* [Task prompt]: Render every line of the records below as a numbered list, skipping blank lines and leaving out the pictures.

----- Records for this exercise -----

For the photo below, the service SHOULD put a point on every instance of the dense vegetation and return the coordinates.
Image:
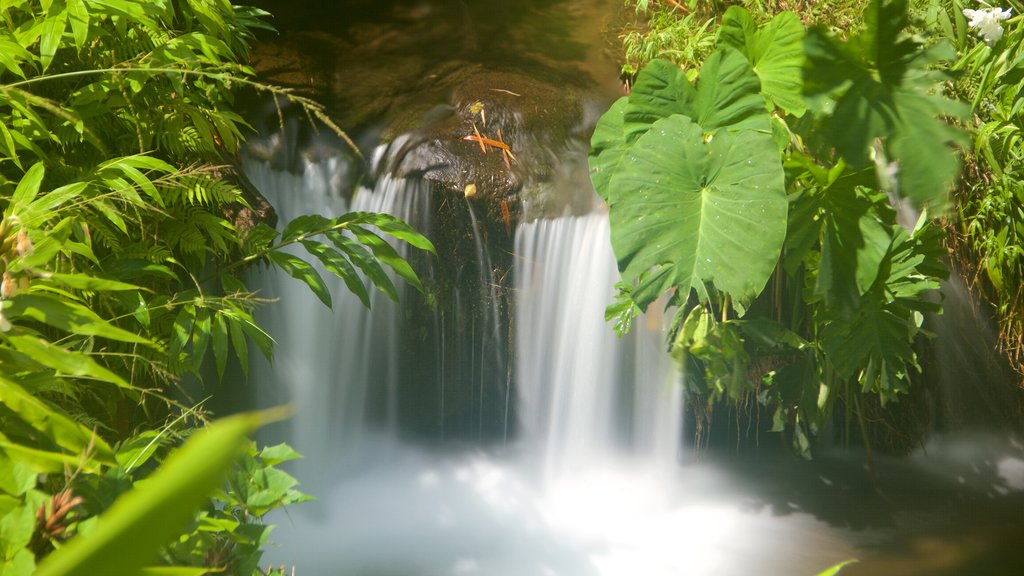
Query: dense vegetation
(784, 184)
(123, 237)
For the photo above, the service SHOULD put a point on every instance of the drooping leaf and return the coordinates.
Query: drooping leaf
(52, 30)
(219, 338)
(775, 50)
(387, 254)
(64, 361)
(877, 339)
(129, 534)
(366, 261)
(607, 147)
(339, 265)
(391, 225)
(660, 90)
(92, 283)
(304, 224)
(27, 189)
(67, 316)
(301, 270)
(694, 211)
(53, 423)
(45, 461)
(726, 95)
(833, 571)
(78, 15)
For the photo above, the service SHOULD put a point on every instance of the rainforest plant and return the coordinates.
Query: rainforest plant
(987, 236)
(123, 237)
(762, 200)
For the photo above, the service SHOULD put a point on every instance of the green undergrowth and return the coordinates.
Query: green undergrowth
(782, 176)
(123, 237)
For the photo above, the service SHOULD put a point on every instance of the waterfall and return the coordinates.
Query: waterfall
(491, 426)
(586, 393)
(337, 368)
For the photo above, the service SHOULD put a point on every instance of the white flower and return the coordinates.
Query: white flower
(986, 23)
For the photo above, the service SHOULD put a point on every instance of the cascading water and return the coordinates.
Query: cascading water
(496, 425)
(578, 475)
(584, 392)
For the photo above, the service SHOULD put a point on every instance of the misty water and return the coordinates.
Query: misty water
(503, 428)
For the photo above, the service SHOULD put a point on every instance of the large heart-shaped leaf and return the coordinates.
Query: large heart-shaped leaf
(775, 51)
(887, 90)
(727, 94)
(686, 211)
(607, 147)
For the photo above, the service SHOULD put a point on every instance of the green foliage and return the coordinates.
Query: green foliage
(884, 86)
(120, 257)
(128, 536)
(760, 200)
(988, 233)
(833, 571)
(685, 32)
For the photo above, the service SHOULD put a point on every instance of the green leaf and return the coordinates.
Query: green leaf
(886, 87)
(181, 331)
(173, 571)
(51, 33)
(11, 53)
(41, 208)
(129, 534)
(836, 569)
(92, 283)
(137, 450)
(64, 361)
(393, 225)
(366, 261)
(693, 211)
(387, 254)
(239, 342)
(54, 424)
(15, 478)
(201, 337)
(660, 90)
(305, 224)
(219, 338)
(607, 147)
(273, 455)
(78, 15)
(337, 264)
(300, 270)
(44, 461)
(66, 316)
(877, 339)
(775, 51)
(27, 189)
(727, 95)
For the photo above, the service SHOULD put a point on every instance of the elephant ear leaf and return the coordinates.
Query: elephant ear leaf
(607, 147)
(698, 211)
(889, 91)
(775, 51)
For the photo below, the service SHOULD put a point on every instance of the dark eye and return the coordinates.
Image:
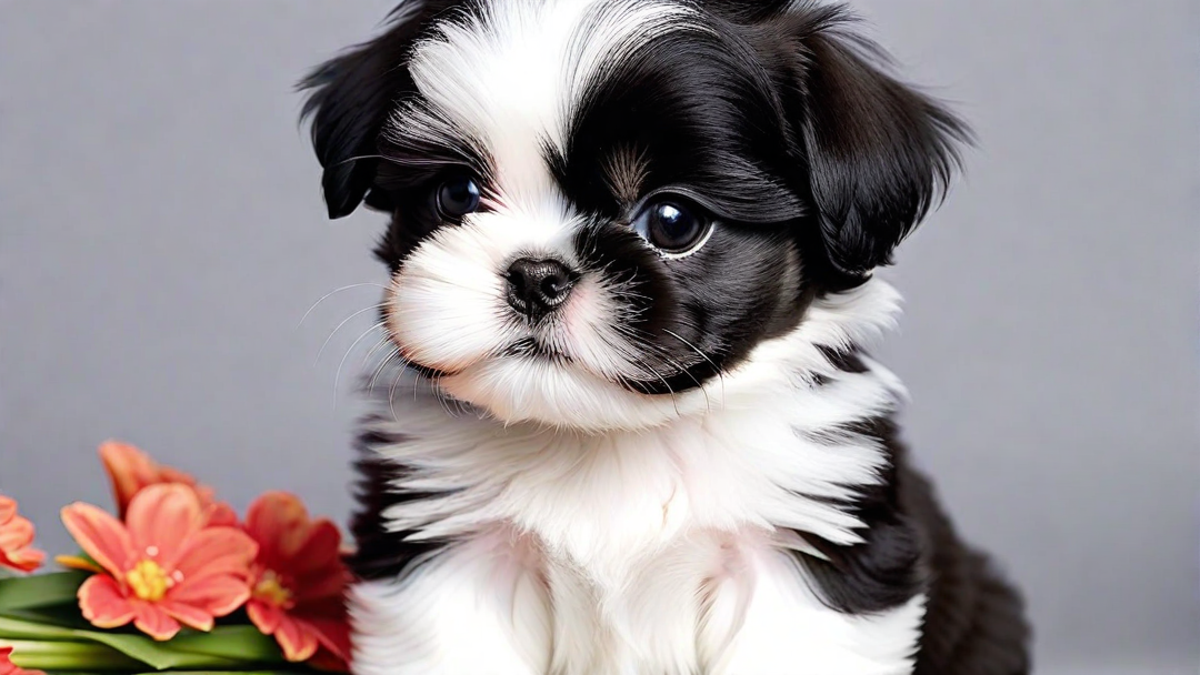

-----

* [The response]:
1. For the photo below, the service SHOULD put a point on every instance of the dense vegetation and return the coordinates.
2. Image:
3. Query: dense vegetation
4. (784, 184)
5. (123, 237)
6. For the photo above, the service SHOULD put a point on every instance of the drooping leaf and return the coordinates.
7. Query: drooping leaf
8. (52, 30)
9. (219, 338)
10. (775, 50)
11. (387, 254)
12. (64, 361)
13. (877, 339)
14. (129, 534)
15. (366, 261)
16. (607, 147)
17. (339, 265)
18. (391, 225)
19. (660, 90)
20. (92, 283)
21. (304, 224)
22. (27, 189)
23. (67, 316)
24. (301, 270)
25. (694, 211)
26. (53, 423)
27. (45, 461)
28. (726, 95)
29. (833, 571)
30. (78, 15)
31. For the photo above, the service SHOULD put a point on every instance of the rainforest plant and return the coordinates.
32. Query: rainforest plant
33. (987, 236)
34. (123, 237)
35. (762, 200)
36. For the photo above, the service SHOULD put a point on every instance of the green undergrowth and return the coordinates.
37. Query: green undergrowth
38. (782, 176)
39. (123, 237)
40. For the photo above, the service SHOULD put a point on every instance of the waterfall and return the coordinates.
41. Query: waterfall
42. (491, 426)
43. (586, 393)
44. (337, 368)
45. For the photo above, the service SHOULD put a point on every instance of the white flower and return the coordinates.
46. Query: white flower
47. (986, 23)
48. For the photo above, the service SHOULD put a point on every instance of the cascading water and return the coordinates.
49. Query: cascading water
50. (496, 425)
51. (578, 475)
52. (584, 392)
53. For the photo above, the service SHOULD put a point on every instance of the misty water and return the coordinates.
54. Query: misty water
55. (503, 428)
56. For the photo above, the service SHOULD put a point on every instance of the large heart-shaped leaf and return the coordinates.
57. Query: large heart-shaped leaf
58. (775, 51)
59. (887, 90)
60. (727, 94)
61. (686, 211)
62. (607, 147)
63. For the photo above, the service SHOULD put a point on every instance of the green foliage and return the coordinates.
64. Query: green foliage
65. (884, 86)
66. (120, 257)
67. (128, 536)
68. (760, 200)
69. (988, 233)
70. (833, 571)
71. (685, 32)
72. For the photo above, the service SHOULD put a point on every instance of the green leaf and return the coordinates.
73. Query: green leaf
74. (886, 87)
75. (181, 331)
76. (173, 571)
77. (51, 33)
78. (11, 53)
79. (41, 208)
80. (129, 534)
81. (836, 569)
82. (92, 283)
83. (137, 450)
84. (64, 361)
85. (393, 225)
86. (366, 261)
87. (693, 211)
88. (387, 254)
89. (239, 342)
90. (54, 424)
91. (15, 478)
92. (201, 337)
93. (660, 90)
94. (305, 224)
95. (219, 338)
96. (607, 147)
97. (273, 455)
98. (78, 15)
99. (337, 264)
100. (300, 270)
101. (44, 461)
102. (66, 316)
103. (877, 339)
104. (775, 51)
105. (27, 189)
106. (727, 95)
107. For the photo above, the service SHOULD put a point on every instance of the elephant ear leaf and return the coordinates.
108. Query: elephant ear leaf
109. (607, 147)
110. (698, 211)
111. (889, 91)
112. (775, 51)
113. For the photo below, the service SHOULD put a point on every instance of the dark eye and return the coordinates.
114. Image:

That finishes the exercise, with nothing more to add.